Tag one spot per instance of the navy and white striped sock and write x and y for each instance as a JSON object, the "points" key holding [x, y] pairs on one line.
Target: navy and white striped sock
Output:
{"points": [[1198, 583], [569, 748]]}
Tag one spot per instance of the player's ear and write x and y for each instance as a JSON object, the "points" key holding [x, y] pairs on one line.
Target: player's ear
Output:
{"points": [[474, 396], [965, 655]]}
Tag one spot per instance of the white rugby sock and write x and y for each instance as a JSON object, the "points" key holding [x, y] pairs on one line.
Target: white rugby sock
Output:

....

YOUR ASSIGNMENT:
Return, word for word, each line from the line that contains "Target: player's ear" to the end of the listing above; include both end lines and nothing else.

SOLUTION FOR THIS PROBLEM:
Target: player's ear
Output:
{"points": [[474, 396], [965, 655]]}
Tag one spot per instance of the white rugby sock and write x and y for each instance as a JSON object, the "points" key holding [x, y] pairs on one line.
Target: white rugby sock
Output:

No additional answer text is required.